● **Work request**:
Could you restate exactly the lines that begin at the line with "column 26, row 75" and end at the final line of the data?

● **Material provided**:
[Start of Attachment]

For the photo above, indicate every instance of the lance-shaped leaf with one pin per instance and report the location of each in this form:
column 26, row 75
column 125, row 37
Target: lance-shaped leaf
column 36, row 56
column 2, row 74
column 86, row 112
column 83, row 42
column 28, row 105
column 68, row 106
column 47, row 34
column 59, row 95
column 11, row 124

[End of Attachment]

● **Task solution**:
column 26, row 75
column 125, row 37
Target: lance-shaped leaf
column 36, row 56
column 2, row 74
column 86, row 112
column 83, row 42
column 28, row 105
column 68, row 106
column 47, row 34
column 59, row 95
column 11, row 124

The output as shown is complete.